**Directive**
What follows is a set of records; repeat all of them exactly.

-*-*-

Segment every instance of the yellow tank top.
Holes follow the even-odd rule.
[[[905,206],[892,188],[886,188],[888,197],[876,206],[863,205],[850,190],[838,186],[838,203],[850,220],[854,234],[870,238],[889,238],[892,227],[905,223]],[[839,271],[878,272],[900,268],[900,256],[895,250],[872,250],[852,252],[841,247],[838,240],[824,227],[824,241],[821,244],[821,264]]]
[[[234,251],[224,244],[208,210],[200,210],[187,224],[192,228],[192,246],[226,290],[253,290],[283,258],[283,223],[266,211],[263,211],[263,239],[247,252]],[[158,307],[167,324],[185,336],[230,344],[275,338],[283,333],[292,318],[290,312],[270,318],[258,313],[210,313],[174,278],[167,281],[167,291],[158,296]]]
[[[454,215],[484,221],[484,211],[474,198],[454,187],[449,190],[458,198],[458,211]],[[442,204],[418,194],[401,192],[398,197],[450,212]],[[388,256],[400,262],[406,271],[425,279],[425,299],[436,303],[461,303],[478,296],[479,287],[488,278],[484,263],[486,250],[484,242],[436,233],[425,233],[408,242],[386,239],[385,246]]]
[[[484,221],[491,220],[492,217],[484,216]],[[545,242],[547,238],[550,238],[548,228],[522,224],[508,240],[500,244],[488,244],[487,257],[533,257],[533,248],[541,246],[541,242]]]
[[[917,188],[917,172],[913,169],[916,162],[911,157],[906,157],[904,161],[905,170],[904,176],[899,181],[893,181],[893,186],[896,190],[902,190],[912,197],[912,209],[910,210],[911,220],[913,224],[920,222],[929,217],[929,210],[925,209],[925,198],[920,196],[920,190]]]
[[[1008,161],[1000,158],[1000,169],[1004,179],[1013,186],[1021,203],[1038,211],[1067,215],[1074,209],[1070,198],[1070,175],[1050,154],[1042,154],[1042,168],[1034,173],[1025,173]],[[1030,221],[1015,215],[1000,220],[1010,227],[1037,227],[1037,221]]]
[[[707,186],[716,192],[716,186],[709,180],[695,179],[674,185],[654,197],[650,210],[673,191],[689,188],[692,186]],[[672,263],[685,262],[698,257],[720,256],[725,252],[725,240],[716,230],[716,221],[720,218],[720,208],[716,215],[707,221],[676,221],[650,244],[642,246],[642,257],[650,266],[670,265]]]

-*-*-

**Exercise output**
Segment every instance of the yellow tank top.
Holes follow the even-odd rule.
[[[905,206],[892,188],[886,188],[888,197],[876,206],[863,205],[850,190],[838,186],[838,203],[850,220],[854,234],[870,238],[889,238],[892,227],[905,223]],[[839,271],[878,272],[900,268],[900,256],[895,250],[872,250],[852,252],[841,247],[838,240],[824,227],[824,241],[821,244],[821,264]]]
[[[234,251],[224,244],[208,210],[200,210],[187,224],[192,228],[192,246],[226,290],[253,290],[283,258],[283,223],[266,211],[263,211],[263,239],[247,252]],[[158,307],[167,324],[185,336],[230,344],[275,338],[283,333],[292,318],[290,312],[270,318],[258,313],[210,313],[174,278],[167,281],[167,291],[158,296]]]
[[[454,215],[484,221],[484,211],[474,198],[454,187],[449,190],[458,198],[458,211]],[[442,204],[418,194],[401,192],[398,197],[450,212]],[[388,256],[400,262],[406,271],[425,279],[425,299],[436,303],[461,303],[478,296],[479,287],[488,278],[484,263],[486,250],[484,242],[436,233],[425,233],[408,242],[386,239],[385,246]]]
[[[484,221],[491,220],[492,217],[484,216]],[[545,242],[547,238],[550,238],[548,228],[522,224],[508,240],[500,244],[488,244],[487,257],[533,257],[533,248],[541,246],[541,242]]]
[[[917,188],[917,172],[913,169],[916,162],[911,157],[906,157],[904,161],[905,170],[904,176],[899,181],[893,181],[893,186],[896,190],[902,190],[912,197],[912,209],[910,210],[911,220],[913,224],[920,222],[929,217],[929,210],[925,209],[925,198],[920,196],[920,190]]]
[[[1008,161],[1000,158],[1000,169],[1004,179],[1013,186],[1021,203],[1038,211],[1067,215],[1074,209],[1070,198],[1070,175],[1050,154],[1042,154],[1042,168],[1034,173],[1025,173]],[[1030,221],[1015,215],[1000,220],[1010,227],[1037,227],[1037,221]]]
[[[707,186],[716,192],[716,186],[709,180],[695,179],[674,185],[654,197],[650,210],[673,191],[689,188],[692,186]],[[672,263],[685,262],[698,257],[720,256],[725,252],[725,240],[716,230],[716,221],[720,218],[720,208],[716,215],[707,221],[676,221],[650,244],[642,246],[642,257],[650,266],[670,265]]]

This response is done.